**Extrait**
+===+

L'accès égal de tous à la culture, reconnu désormais comme « objectif national », est inscrit dans la loi de lutte contre les exclusions. Mais ce volet a suscité bien peu de commentaires. Certains, d'ailleurs, n'y voient qu'une pure déclaration incantatoire, rappelant que le droit à la culture figure dans notre Constitution depuis 1946. Pour d'autres, ce droit reste très secondaire, voire superflu. Selon eux, il n'est accessible qu'une fois d'autres conditions réunies, selon une hiérarchie des besoins bien établie :nourriture, santé, logement, travail.
Pourtant, dans la persistance des situations de difficultés sociales et économiques et leur reproduction, on ne saurait nier l'importance du facteur culturel. Il cristallise des frontières mentales et symbolise l'appartenance sociale. Il exprime, parfois plus violemment que les écarts de revenus, les inégalités sociales. Une enquête ministérielle, menée en 1997, révèle ainsi que 71 % des ouvriers non qualifiés n'ont jamais été au théâtre au cours de leur vie et que 50 % n'ont jamais visité un monument historique. Signe que la démocratisation de la culture n'est pas encore entrée dans les faits.
Aujourd'hui, « la cause est loin d'être gagnée. Car plus on est privé de culture, moins on est conscient de cette privation, et plus on croit que la culture, c'est pour les autres », indiquait Jean-Loup Lecoq, chargé du développement culturel à la direction régionale des affaires culturelles de Bretagne, lors des journées d'étude de la FNARS (1). Pourtant, plus d'un an après l'entrée en vigueur de la loi contre les exclusions, de nombreux acteurs ont « le sentiment qu'il se passe quelque chose » dans ce domaine. Le ministère de la Culture semble lui-même avoir emboîté le pas du législateur. En témoignent les dispositions annoncées par Catherine Trautmann, en juin dernier : mesures tarifaires dans les théâtres et les musées, développement des aides personnalisées, mais surtout l'obligation pour les organismes culturels subventionnés de rendre des comptes sur leurs efforts en matière de démocratisation, à travers l'établissement de chartes de service public.

+===+

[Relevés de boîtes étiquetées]
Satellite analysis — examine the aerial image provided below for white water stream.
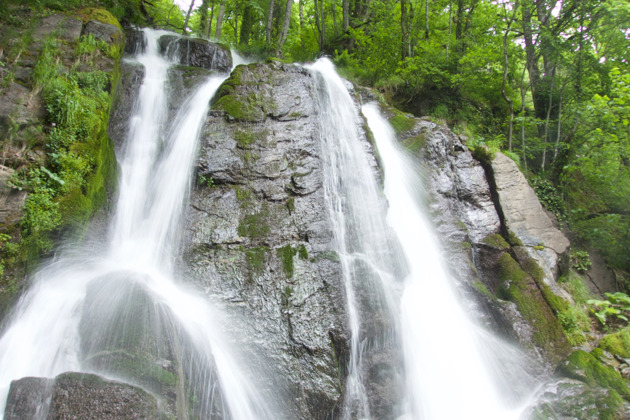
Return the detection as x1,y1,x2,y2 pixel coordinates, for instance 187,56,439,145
309,59,526,420
362,104,532,420
0,30,274,420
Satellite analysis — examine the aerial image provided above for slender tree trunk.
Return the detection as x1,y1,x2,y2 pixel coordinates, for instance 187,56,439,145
501,2,518,152
521,67,527,172
330,1,339,38
300,0,304,50
199,0,208,36
214,0,226,41
265,0,276,47
313,0,324,51
540,68,556,172
182,0,195,35
446,0,453,62
238,4,255,45
400,0,409,61
552,80,566,162
424,0,429,41
278,0,293,54
205,3,217,38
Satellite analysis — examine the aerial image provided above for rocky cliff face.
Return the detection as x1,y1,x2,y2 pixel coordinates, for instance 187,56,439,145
0,21,630,419
182,62,347,419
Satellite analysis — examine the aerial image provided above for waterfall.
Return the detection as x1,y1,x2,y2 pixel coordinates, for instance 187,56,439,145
309,59,531,420
0,30,275,420
309,59,404,418
362,104,536,420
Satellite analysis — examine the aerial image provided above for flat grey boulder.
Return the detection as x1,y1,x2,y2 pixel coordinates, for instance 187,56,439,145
491,152,571,298
159,35,232,72
4,373,161,420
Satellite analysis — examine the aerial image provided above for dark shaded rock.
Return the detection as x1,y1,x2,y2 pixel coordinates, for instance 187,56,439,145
0,165,27,226
159,35,232,72
125,28,147,55
33,14,83,41
182,63,347,419
4,377,54,420
524,379,628,420
82,20,125,46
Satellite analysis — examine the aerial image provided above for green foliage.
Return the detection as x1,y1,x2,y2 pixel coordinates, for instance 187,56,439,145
586,292,630,325
569,251,592,273
276,245,298,279
598,327,630,358
558,350,630,401
530,176,567,221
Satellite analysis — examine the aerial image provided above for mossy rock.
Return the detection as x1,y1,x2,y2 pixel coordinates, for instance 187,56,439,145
599,327,630,359
481,233,510,250
497,253,569,360
558,350,630,401
77,7,123,31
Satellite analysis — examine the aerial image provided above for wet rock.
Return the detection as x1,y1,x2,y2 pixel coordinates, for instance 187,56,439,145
125,28,147,55
4,377,54,420
82,20,125,46
159,35,232,72
33,14,83,41
523,379,628,420
4,373,165,420
182,63,348,419
0,165,27,226
491,152,570,298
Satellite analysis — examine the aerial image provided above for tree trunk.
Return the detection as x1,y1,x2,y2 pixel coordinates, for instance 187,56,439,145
521,67,527,172
400,0,408,61
446,0,453,62
501,2,518,152
238,4,255,45
199,0,208,36
300,0,306,50
214,0,226,41
278,0,293,54
265,0,276,47
182,0,195,35
424,0,429,41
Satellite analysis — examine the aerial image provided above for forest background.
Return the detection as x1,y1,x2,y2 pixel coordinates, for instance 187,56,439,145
0,0,630,289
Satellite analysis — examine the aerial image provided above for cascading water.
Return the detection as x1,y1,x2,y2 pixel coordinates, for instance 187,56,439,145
362,104,536,420
0,30,275,420
309,59,536,420
309,59,398,418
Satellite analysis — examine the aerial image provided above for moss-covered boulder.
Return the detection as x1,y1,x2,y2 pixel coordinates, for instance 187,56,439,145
4,373,163,420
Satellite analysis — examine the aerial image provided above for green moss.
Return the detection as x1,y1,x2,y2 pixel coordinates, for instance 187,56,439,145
389,108,416,134
402,134,427,153
234,130,256,149
237,211,270,239
507,230,523,246
286,197,295,214
245,246,267,275
298,244,308,260
315,250,340,262
599,327,630,358
558,350,630,401
497,253,568,357
481,233,510,249
472,280,497,300
276,245,298,278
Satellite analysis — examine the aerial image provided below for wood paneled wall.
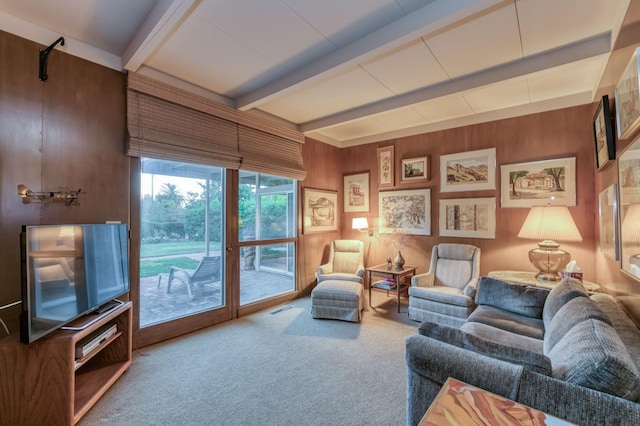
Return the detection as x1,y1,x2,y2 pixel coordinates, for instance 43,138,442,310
0,31,129,331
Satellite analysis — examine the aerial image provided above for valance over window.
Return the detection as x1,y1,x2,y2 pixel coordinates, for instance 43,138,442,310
127,73,306,180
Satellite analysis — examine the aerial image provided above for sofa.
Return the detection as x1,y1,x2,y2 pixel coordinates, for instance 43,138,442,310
406,277,640,425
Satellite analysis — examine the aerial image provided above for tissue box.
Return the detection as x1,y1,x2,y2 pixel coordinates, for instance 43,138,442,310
560,271,582,282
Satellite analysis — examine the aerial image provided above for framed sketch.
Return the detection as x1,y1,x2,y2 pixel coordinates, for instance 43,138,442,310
439,197,496,239
378,188,431,235
400,155,431,183
440,148,496,192
343,172,371,212
615,48,640,139
598,183,619,260
618,139,640,281
302,188,338,234
378,145,395,188
593,95,616,171
500,157,576,207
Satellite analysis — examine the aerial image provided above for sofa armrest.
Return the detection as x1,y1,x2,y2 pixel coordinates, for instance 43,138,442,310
411,272,435,287
406,334,524,425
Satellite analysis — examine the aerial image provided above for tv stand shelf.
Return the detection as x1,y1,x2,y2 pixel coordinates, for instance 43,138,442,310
0,302,132,426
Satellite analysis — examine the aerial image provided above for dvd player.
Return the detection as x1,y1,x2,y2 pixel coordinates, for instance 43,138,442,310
76,324,118,359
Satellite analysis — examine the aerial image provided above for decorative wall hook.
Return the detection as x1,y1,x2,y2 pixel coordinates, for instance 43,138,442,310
18,184,82,206
38,37,64,81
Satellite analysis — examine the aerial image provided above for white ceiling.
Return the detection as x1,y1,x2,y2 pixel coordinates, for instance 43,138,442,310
0,0,630,146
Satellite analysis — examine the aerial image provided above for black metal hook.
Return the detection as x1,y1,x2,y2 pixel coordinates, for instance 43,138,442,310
38,37,64,81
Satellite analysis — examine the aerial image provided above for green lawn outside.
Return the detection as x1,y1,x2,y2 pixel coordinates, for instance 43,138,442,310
140,241,220,259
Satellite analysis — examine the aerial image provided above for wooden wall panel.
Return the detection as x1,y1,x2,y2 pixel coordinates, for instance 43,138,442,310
0,31,129,331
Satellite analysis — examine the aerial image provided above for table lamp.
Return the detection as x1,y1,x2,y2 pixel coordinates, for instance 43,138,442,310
518,205,582,281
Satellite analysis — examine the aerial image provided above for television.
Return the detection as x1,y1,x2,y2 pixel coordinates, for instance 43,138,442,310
20,223,129,343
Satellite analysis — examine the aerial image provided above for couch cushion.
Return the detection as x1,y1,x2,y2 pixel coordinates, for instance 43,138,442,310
542,278,589,324
544,297,611,353
476,277,549,318
547,319,640,399
467,305,544,340
418,322,551,375
409,286,474,307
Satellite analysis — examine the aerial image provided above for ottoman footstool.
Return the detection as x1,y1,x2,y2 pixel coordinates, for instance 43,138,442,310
311,280,364,322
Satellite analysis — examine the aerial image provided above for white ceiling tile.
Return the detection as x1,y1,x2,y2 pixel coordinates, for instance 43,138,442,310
516,0,621,56
362,39,448,94
260,68,393,124
413,94,473,122
462,77,530,114
423,3,522,78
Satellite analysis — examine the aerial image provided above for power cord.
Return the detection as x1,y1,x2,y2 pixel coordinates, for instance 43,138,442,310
0,300,22,336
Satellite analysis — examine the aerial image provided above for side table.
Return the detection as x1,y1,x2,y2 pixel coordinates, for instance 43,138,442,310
367,263,418,312
487,271,600,292
418,377,573,426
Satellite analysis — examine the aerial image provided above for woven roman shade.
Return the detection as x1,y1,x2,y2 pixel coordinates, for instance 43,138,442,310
126,73,306,180
238,125,307,180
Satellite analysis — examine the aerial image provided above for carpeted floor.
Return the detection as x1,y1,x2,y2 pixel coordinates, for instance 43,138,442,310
80,293,418,426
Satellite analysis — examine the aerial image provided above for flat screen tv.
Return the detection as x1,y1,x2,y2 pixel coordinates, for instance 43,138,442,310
20,223,129,343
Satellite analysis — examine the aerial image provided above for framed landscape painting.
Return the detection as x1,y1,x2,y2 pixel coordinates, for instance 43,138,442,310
500,157,576,207
440,148,496,192
439,197,496,239
302,188,338,234
378,188,431,235
343,172,370,212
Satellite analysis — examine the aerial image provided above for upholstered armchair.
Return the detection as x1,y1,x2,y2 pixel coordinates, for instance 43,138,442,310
409,243,480,327
318,240,364,284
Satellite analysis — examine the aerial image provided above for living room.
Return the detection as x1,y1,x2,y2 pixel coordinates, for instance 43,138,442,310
0,2,640,424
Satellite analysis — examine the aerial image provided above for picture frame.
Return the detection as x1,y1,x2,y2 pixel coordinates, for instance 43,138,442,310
378,188,431,235
343,171,371,213
400,155,431,183
440,148,496,192
438,197,496,239
618,139,640,281
593,95,616,171
598,183,620,260
500,157,576,207
378,145,395,188
302,188,338,234
615,48,640,139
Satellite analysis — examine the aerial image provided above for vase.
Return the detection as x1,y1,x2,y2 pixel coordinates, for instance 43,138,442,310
393,250,404,269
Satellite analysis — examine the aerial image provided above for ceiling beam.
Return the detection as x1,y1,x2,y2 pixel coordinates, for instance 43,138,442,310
122,0,198,71
236,0,504,111
298,32,611,132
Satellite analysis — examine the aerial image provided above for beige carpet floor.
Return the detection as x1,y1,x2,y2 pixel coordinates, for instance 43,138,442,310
80,293,418,426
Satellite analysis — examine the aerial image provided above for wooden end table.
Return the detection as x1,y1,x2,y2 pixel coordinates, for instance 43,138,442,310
367,263,418,312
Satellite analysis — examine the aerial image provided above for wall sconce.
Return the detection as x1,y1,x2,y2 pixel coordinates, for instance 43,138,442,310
18,184,81,206
351,217,373,237
518,205,582,281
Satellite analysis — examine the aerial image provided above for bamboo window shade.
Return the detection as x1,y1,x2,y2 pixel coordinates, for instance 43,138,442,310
126,73,306,180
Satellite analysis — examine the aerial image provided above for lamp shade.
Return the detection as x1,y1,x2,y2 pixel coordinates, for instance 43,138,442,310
518,206,582,242
351,217,369,229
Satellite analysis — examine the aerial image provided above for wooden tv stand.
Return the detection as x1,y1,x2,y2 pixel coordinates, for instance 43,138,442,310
0,302,132,426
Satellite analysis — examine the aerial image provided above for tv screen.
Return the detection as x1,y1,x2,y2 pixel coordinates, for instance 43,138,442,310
20,224,129,343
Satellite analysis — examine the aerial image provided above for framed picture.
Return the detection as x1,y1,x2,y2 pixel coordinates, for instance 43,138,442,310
616,48,640,139
439,197,496,239
593,95,616,171
378,188,431,235
440,148,496,192
598,183,619,260
378,145,394,188
343,172,371,212
400,155,431,183
618,139,640,281
500,157,576,207
302,188,338,234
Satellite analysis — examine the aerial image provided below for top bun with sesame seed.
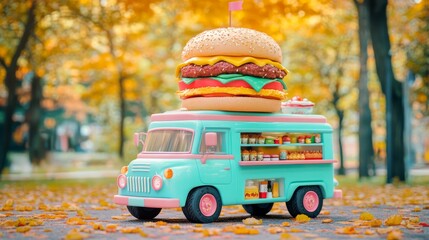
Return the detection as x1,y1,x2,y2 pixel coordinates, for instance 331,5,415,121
182,27,282,63
176,27,288,112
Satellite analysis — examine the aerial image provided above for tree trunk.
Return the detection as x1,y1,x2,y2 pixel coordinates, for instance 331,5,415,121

+===+

**Exercices à traiter**
a) Recopiez le passage de l'extrait compris entre « L'accès égal de » et « santé, logement, travail. », bornes incluses, en changeant « superflu » en « inutile ».
b) Pour chaque affirmation, dites si elle concorde avec l'extrait en répondant oui ou non, et citez les mots décisifs du texte.
(i) Certains estiment que l'accès à la culture inscrit dans la loi n'est qu'une déclaration incantatoire.
(ii) L'enquête ministérielle citée a été menée en 1998.
(iii) D'après l'enquête, 71 % des ouvriers non qualifiés n'ont jamais visité un monument historique.

**Corrigés**
a)
L'accès égal de tous à la culture, reconnu désormais comme « objectif national », est inscrit dans la loi de lutte contre les exclusions. Mais ce volet a suscité bien peu de commentaires. Certains, d'ailleurs, n'y voient qu'une pure déclaration incantatoire, rappelant que le droit à la culture figure dans notre Constitution depuis 1946. Pour d'autres, ce droit reste très secondaire, voire inutile. Selon eux, il n'est accessible qu'une fois d'autres conditions réunies, selon une hiérarchie des besoins bien établie :nourriture, santé, logement, travail.

b)
(i) Oui : « Certains, d'ailleurs, n'y voient qu'une pure déclaration incantatoire ».
(ii) Non : « Une enquête ministérielle, menée en 1997 ».
(iii) Non : « 50 % n'ont jamais visité un monument historique ».